Sagen wir so: die CPU sollte jedenfalls nicht zu schwach sein - du musst aber nicht ein Höllengeld für die CPU ausgeben, nur um eine der besten zu haben. zB ist die Sockel 2011-3--Einsteiger-CPU, die nicht unter 400€ zu haben sind, bisher nur wenig schneller als eine Top-CPU für den Sockel 1150, die 150€ weniger kostet und schon extrem stark ist - dazu kommt noch, dass die Boards für 2011-3 ebenfalls ca 100€ teurer sind. D.h. mind. 250€ mehr für nur wenig Leistungsplus - das lohnt sich nicht, da ist es in der Summe günstiger, wenn man dann in 3-4 Jahren, wenn es vielleicht nötig wird, erneut CPU+Board tauscht: ne neue CPU von den "gesparten" 250€ und ein Board, das man locker vom Verkauf der inzwischen alten CPU+Board finanzieren kann. Dieses Kit wird dann vermutlich sogar schneller sein als das 2011-3-Set mit der 400€-CPU.

Vor allem bei Deinem Budget: WENN du nur für CPU und Board 550-600€ ausgibst, kannst du nur eine sehr schwache Grafikkarte nehmen.

Aufgabe: Geben Sie aus dem Beitrag zur Wahl von CPU und Mainboard den Abschnitt genau wieder, der bei den Worten „Sagen wir so: die“ beginnt und nach „mit der 400€-CPU.“ endet.

Zeilen des Datensatzes:
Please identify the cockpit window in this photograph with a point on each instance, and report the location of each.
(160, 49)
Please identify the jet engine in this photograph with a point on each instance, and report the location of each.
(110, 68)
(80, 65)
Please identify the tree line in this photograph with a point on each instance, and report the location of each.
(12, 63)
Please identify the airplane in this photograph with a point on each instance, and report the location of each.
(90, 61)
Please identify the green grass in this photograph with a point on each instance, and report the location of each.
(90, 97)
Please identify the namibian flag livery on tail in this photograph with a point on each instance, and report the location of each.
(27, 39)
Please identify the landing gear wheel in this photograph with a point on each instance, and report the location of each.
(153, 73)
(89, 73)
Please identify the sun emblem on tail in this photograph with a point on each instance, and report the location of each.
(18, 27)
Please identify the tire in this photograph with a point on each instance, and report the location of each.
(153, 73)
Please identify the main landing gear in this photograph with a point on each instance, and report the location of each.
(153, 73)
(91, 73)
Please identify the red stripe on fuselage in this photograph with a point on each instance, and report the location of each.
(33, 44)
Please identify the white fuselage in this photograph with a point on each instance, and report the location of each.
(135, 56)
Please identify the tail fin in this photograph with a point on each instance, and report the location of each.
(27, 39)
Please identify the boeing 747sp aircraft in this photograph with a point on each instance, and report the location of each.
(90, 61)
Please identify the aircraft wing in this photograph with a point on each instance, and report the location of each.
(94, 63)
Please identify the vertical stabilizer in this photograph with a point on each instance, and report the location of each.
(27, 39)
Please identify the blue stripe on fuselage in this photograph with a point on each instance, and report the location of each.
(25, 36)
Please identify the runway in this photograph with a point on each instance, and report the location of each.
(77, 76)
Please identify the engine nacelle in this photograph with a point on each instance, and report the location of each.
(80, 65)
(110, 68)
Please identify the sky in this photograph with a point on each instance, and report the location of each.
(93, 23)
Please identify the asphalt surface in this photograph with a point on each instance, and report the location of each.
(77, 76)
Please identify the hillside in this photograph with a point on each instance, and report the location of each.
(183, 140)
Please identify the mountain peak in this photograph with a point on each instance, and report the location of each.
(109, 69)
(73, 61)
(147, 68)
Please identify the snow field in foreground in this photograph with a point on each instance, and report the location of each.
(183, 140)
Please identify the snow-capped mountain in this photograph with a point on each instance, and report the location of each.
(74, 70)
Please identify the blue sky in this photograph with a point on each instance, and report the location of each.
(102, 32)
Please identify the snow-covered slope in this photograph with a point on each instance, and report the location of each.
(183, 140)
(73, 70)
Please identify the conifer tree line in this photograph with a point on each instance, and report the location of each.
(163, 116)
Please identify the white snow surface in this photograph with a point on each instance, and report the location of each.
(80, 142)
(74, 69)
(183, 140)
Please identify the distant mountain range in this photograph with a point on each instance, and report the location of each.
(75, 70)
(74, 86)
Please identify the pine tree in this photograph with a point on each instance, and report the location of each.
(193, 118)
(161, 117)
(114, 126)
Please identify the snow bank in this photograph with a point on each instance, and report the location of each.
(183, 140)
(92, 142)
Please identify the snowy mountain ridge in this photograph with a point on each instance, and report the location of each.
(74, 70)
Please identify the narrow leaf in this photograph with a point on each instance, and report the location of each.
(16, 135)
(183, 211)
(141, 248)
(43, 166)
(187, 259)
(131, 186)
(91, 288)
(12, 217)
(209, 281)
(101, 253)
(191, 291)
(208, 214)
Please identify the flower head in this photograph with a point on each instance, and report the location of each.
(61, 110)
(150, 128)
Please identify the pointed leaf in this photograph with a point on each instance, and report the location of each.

Erledigte Aufgabe:
Sagen wir so: die CPU sollte jedenfalls nicht zu schwach sein - du musst aber nicht ein Höllengeld für die CPU ausgeben, nur um eine der besten zu haben. zB ist die Sockel 2011-3--Einsteiger-CPU, die nicht unter 400€ zu haben sind, bisher nur wenig schneller als eine Top-CPU für den Sockel 1150, die 150€ weniger kostet und schon extrem stark ist - dazu kommt noch, dass die Boards für 2011-3 ebenfalls ca 100€ teurer sind. D.h. mind. 250€ mehr für nur wenig Leistungsplus - das lohnt sich nicht, da ist es in der Summe günstiger, wenn man dann in 3-4 Jahren, wenn es vielleicht nötig wird, erneut CPU+Board tauscht: ne neue CPU von den "gesparten" 250€ und ein Board, das man locker vom Verkauf der inzwischen alten CPU+Board finanzieren kann. Dieses Kit wird dann vermutlich sogar schneller sein als das 2011-3-Set mit der 400€-CPU.